The description is used when the --help flag is passed, and will help provide more information to the CLI consumer.

You can add as many of these @Option() methods as necessary for your command, so long as they do not duplicate option names. Each method may only have one @Option() decorator as well.

You can also make an option completely required, like an argument, by setting required: true in the metadata for the option.

Variadic Options

Options also allow for variadic inputs but you will need to provide an option parser that accumulates each option.

  @Option({
    flags: '-c, --options <options...>',
    description: 'Specify options',
  })
  parseOptions(option: string, optionsAccumulator: string[] = []): string[] {
    optionsAccumulator.push(option);
    return optionsAccumulator;
  }

Setting Choices for your Options

Commander also allows us to set up pre-defined choices for options. To do so we have two options: setting the choices array directly as a part of the @Option() decorator, or using the @OptionChoiceFor() decorator and a class method, similar to the InquirerService. With using the @OptionChoiceFor() decorator, we are also able to make use of class providers that are injected into the command via Nest’s DI which allows devs to read for the choices from a file or database if that happens to be necessary.

import { Option, OptionChoiceFor } from 'nest-commander';

@Command({ name: 'my-exec' })
export class RunCommand extends CommandRunner {
  constructor(
    private readonly choiceProvider: {
      getChoicesForRun: () => string[];
    }
  ) {
    super();
  }

  async run(args: any, options: { runWithColor: 'yes' | 'no' }) {
    console.log(options);
  }

  @Option({
    flags: '-c, --color [runWithColor]',
    name: 'withColor',
    description: 'Should the command use color in the output'
  })
  parseColorOption(option: string) {
    return option;
  }

  @OptionChoiceFor({ name: 'withColor' }) // make sure this matches the `name` of an `@Options()` decorator
  getColorChoices() {
    return this.choiceProvider.getChoicesForRun();
  }
}

Adding Custom Help

By default, commander sets help to the --help or -h flag. If you need extra help added to the command, you can use the @Help() decorator on a class method that returns a string. The valid values for the @Help() decorator are before, beforeAll, after and afterAll, just like for commander’s addHelpText method.

Getting the Commander Instance

If for some reason you need access to the commander instance, as of nest-commander@2.4.0 you can use @InjectCommander() to get the instance used.

Getting the Current Command

Similarly, if you need to get the current Commander commander instance, you can access it via this.command

Sub Commands

It may also be that you want to add subcommands to your command, similar to docker compose up. This is possible with the @SubCommand() decorator. Using this decorator, you can have your original implementation for the @Command() decorator, with arguments as normal, and you can have sub commands, as specific arguments that take in even more options. With our my-exec example above, lets say we wanted to add a subcommand, foo. We’d make use of the parents option for the my-exec command and reference the subcommand class, like so:

@Command({
  name: 'my-exec',
  arguments: '<task>',
  subCommands: [FooCommand]
})

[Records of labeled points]
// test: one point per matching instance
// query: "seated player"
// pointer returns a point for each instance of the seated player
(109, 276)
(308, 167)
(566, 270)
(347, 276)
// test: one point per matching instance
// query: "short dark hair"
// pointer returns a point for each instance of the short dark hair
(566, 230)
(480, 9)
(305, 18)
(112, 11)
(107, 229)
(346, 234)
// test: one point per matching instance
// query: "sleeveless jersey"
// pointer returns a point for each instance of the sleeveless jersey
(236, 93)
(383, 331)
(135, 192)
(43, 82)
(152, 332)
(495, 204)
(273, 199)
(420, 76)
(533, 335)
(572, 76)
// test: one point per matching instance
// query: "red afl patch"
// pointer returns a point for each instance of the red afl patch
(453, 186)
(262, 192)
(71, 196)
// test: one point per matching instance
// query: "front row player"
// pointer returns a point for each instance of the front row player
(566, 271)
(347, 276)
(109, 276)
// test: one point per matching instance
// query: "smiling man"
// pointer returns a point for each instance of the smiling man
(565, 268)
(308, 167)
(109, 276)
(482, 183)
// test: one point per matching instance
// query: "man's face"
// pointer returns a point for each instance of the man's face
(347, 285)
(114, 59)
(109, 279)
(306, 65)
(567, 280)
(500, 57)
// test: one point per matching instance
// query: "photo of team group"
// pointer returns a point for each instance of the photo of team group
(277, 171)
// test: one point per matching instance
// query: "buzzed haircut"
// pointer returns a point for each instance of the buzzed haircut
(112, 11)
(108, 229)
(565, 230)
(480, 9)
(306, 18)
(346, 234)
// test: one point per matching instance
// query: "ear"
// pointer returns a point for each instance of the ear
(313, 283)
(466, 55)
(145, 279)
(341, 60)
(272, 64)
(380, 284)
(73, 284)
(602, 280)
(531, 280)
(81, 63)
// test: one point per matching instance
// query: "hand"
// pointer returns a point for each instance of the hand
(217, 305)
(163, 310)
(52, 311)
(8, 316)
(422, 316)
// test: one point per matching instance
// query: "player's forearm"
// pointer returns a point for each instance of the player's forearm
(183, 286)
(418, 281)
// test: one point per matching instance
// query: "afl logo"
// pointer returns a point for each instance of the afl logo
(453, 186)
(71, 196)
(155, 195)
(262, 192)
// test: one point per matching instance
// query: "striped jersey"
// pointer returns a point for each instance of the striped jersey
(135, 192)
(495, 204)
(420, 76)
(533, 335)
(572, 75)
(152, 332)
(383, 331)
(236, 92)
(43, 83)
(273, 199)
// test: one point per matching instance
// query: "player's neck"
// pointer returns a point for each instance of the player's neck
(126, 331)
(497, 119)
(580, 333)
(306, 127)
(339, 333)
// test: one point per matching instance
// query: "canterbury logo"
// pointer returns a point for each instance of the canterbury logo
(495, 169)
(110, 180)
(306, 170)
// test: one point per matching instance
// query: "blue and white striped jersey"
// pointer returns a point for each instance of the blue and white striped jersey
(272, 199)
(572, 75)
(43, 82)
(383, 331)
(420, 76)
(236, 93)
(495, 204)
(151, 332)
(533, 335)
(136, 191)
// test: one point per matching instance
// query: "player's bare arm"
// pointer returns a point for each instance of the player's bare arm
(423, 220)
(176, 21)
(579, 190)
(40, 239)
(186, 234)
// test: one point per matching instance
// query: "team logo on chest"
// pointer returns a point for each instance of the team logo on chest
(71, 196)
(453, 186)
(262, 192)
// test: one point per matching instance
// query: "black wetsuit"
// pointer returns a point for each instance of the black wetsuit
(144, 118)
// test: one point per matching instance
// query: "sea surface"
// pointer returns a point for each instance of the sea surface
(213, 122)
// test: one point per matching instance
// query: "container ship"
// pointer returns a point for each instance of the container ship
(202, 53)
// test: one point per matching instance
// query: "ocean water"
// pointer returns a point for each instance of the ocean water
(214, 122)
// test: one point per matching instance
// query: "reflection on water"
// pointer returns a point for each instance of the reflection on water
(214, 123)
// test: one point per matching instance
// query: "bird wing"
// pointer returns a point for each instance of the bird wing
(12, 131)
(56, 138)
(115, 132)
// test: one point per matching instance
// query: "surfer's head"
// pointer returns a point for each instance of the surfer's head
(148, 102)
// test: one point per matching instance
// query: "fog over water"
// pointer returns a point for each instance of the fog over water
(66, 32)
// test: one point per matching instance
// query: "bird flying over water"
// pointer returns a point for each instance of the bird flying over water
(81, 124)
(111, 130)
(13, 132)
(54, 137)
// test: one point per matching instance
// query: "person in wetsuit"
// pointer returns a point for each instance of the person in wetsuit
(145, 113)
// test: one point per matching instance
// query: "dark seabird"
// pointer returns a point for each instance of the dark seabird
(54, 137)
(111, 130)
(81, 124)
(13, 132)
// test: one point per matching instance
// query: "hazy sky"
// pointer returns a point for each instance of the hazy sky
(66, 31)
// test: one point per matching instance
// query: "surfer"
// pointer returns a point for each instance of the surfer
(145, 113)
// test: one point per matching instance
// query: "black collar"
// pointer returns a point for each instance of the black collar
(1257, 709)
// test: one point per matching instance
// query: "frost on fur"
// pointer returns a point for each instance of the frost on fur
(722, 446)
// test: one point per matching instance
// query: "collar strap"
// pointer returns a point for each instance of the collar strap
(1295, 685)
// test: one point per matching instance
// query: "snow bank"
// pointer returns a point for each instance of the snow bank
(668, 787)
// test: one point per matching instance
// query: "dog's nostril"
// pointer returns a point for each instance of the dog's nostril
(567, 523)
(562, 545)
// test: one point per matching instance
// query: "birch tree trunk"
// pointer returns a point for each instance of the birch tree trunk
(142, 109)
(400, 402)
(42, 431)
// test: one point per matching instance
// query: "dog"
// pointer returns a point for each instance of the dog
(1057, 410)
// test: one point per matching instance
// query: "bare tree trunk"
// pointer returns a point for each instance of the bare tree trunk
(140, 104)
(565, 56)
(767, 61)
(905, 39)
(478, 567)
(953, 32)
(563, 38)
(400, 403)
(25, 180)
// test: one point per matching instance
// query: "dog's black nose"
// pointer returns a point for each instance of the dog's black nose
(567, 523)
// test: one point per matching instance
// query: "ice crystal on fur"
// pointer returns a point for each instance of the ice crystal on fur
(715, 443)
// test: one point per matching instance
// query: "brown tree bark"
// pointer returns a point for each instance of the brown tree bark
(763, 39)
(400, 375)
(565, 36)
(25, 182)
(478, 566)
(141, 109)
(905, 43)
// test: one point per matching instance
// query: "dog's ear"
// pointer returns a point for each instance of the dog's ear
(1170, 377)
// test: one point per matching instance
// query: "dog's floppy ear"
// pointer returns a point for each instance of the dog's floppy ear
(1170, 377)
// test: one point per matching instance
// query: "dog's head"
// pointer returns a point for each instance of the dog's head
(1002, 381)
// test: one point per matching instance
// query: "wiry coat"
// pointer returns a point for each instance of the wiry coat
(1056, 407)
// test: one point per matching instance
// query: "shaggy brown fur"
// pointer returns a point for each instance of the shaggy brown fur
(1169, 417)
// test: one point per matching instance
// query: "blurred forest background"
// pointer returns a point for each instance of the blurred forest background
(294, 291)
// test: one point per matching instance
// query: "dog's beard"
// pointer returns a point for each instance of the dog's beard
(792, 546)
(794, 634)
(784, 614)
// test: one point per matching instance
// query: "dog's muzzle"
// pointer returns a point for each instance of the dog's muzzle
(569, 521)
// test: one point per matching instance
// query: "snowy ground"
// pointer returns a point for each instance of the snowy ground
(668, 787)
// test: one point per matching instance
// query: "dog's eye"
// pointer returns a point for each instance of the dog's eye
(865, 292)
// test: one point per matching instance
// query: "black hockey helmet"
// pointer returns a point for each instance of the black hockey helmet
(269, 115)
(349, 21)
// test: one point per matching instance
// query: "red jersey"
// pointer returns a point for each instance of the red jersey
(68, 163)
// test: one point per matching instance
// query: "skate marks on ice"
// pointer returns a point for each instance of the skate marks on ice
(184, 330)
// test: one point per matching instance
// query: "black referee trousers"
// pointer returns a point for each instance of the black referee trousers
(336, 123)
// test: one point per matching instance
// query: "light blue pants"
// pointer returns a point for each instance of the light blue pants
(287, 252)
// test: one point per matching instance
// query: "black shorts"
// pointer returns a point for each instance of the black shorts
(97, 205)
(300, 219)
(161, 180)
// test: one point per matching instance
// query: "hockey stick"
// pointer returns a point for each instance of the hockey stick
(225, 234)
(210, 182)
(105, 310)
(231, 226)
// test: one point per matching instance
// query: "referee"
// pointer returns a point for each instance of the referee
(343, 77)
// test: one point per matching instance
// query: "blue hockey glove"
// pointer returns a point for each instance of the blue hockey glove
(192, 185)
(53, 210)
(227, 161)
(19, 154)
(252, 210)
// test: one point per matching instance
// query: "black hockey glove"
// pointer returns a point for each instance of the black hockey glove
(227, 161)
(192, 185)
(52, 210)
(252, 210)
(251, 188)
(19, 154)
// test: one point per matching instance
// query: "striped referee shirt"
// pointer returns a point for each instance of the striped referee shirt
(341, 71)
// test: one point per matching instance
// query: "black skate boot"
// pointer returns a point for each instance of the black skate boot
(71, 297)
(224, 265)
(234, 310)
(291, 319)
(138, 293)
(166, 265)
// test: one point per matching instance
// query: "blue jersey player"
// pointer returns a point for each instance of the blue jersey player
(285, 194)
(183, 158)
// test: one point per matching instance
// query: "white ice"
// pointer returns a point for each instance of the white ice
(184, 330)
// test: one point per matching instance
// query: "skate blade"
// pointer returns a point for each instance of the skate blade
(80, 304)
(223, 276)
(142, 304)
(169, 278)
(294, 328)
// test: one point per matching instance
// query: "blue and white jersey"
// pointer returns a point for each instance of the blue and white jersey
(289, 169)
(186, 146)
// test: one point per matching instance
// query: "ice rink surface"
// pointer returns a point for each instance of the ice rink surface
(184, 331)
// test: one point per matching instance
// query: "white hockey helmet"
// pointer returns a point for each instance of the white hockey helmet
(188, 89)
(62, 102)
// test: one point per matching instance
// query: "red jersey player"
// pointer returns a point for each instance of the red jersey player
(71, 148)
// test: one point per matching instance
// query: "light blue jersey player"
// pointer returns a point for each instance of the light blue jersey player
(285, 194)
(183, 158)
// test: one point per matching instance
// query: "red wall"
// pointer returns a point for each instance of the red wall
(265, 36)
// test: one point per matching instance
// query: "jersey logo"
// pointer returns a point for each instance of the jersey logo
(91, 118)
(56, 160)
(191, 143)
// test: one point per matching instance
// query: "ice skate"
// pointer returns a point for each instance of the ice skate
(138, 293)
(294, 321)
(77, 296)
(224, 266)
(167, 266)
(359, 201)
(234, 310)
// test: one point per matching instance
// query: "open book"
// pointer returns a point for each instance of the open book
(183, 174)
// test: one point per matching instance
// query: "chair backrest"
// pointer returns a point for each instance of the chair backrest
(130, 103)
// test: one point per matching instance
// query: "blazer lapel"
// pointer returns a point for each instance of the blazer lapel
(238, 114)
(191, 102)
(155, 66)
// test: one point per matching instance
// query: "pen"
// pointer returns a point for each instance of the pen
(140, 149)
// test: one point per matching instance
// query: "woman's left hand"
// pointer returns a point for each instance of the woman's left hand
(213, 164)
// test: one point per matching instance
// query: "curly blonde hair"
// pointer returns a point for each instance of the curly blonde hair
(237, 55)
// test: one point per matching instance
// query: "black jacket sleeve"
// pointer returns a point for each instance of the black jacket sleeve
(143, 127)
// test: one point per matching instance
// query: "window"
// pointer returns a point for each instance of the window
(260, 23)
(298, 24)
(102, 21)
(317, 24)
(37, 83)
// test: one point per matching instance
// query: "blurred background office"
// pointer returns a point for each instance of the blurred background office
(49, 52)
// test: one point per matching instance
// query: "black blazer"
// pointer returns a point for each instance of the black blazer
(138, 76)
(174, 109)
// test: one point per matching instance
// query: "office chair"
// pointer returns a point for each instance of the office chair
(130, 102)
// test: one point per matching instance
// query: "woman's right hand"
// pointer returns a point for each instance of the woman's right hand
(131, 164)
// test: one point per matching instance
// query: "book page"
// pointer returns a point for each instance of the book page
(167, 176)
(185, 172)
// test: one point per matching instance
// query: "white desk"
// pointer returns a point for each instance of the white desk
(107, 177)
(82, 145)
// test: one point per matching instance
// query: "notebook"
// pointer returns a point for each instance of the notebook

**WHAT YOU NEED TO DO**
A: In the nest-commander excerpt, reproduce the passage from "You can add" up to and including "accumulates each option.".
B: According to the nest-commander excerpt, what are the valid values for the @Help() decorator?

**WORKED SOLUTIONS**
A:
You can add as many of these @Option() methods as necessary for your command, so long as they do not duplicate option names. Each method may only have one @Option() decorator as well.

You can also make an option completely required, like an argument, by setting required: true in the metadata for the option.

Variadic Options

Options also allow for variadic inputs but you will need to provide an option parser that accumulates each option.

B: before, beforeAll, after and afterAll